COMPITO 1: Elenca tutte le mentalità del mondo anglofono che il resoconto del seminario indica come esempi in cui gli alunni devono cominciare a entrare.
COMPITO 2: Ripeti parola per parola tutto ciò che nel resoconto del seminario va da "Giovedì 26 maggio, il" giù fino a "un breve resoconto.".

---------- BRANO ----------

Resoconto del workshop del 5° seminario 2011

Insegnare meglio le lingue grazie all’apporto degli stuendti non italiani in aula

di Patrick Boylan
di Marianna Amy Crestani*

Giovedì 26 maggio, il nostro socio (e co-fondatore di SIETAR Italia) Patrick Boylan ha tenuto un interessante seminario sull’insegnamento interculturale delle lingue per 60 insegnanti di lingua inglese provenienti dalla provincia di Bergamo e province limitrofe organizzato da Anderson House ed in collaborazione con il CRTDrils – ente ministeriale diretto da Noemi Ciceroni. Ne segue un breve resoconto.

Patrick esordisce chiedendo ai partecipanti di fornire una definizione del concetto di ‘comunicazione interculturale’ per poi suggerire che si assiste a dinamiche di comunicazione interculturale non soltanto tra persone di nazionalità o di etnie diverse, ma ogni qualvolta due persone che abbiano diverse formae mentis, cercano di comunicare tra di loro. Un esempio? Il divario interculturale che esiste tra una donna e un uomo, anche se connazionali. ‘Leggiamo queste due pagine prese da due diari diversi, relative alla stessa giornata vissuta insieme – incita Patrick – prima il diario della moglie e poi il diario del marito. Ne segue un esilarante racconto di una pagina intera del diario di lei, ricca di ‘e se fosse che…’, ‘ma…’,  ‘potrebbe forse significare che…’, scritta per cercare di capire la freddezza del compagno durante la giornata trascorsa insieme, ivi compreso durante il loro rapporto sessuale e che approda alla conclusione che il loro rapporto è entrato in una crisi irreparabile.  Mentre il diario di lui per quella giornata consiste in due righe soltanto: “Oggi, porca miseria, l’Atalanta ha perso. Meno male che almeno ho trombato.”  Stessa giornata, dunque, ma vissuta in maniera completamente  diversa.  Stride la totale incapacità di lei di entrare nel mondo di lui (lei si accontenta di proiettare su di lui, le proprie preoccupazioni e di interpretare lui secondo i propri schemi esistenziali) e, naturalmente, vice versa.  Per capirsi davvero, invece, lei dovrebbe riuscire non solo a capire ma a sentire come importanti le cose importanti per lui, cioè ad entrare nei vissuti di lui – e, ovviamente, vice versa.  Entrare nel mondo dell’altro e comunicare con lui/lei dall’interno di quel mondo è, dunque, l’essenza della comunicazione interculturale.

Esattamente allo stesso modo, l’insegnante di lingua deve far cambiare punto di vista dei suoi alunni – i vostri alunni, da italiani, bergamaschi e lombardi, devono cominciare ad entrare nella mentalità inglese o americana o australiana o giamaicana… o quella che desiderano, purché del mondo anglofono.  Perché la lingua non è sintassi, ma è un modo di  porsi.  E l’apprendimento della lingua straniera deve avere come scopo principale quello di permettere agli studenti di assumere una nuova forma mentis.’ – spiega Patrick.

---------- SEZIONE DATI ----------

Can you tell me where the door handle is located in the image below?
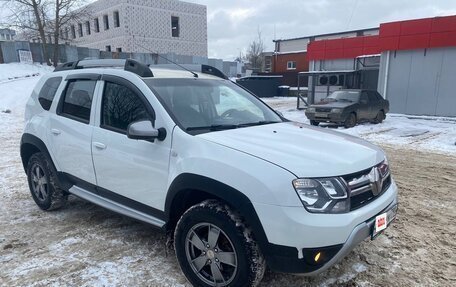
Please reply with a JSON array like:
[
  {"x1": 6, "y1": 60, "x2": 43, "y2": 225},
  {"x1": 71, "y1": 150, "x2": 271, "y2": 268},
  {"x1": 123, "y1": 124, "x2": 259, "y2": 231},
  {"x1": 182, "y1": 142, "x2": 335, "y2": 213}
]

----------

RISPOSTA AL COMPITO 1: inglese, americana, australiana, giamaicana

RISPOSTA AL COMPITO 2:
Giovedì 26 maggio, il nostro socio (e co-fondatore di SIETAR Italia) Patrick Boylan ha tenuto un interessante seminario sull’insegnamento interculturale delle lingue per 60 insegnanti di lingua inglese provenienti dalla provincia di Bergamo e province limitrofe organizzato da Anderson House ed in collaborazione con il CRTDrils – ente ministeriale diretto da Noemi Ciceroni. Ne segue un breve resoconto.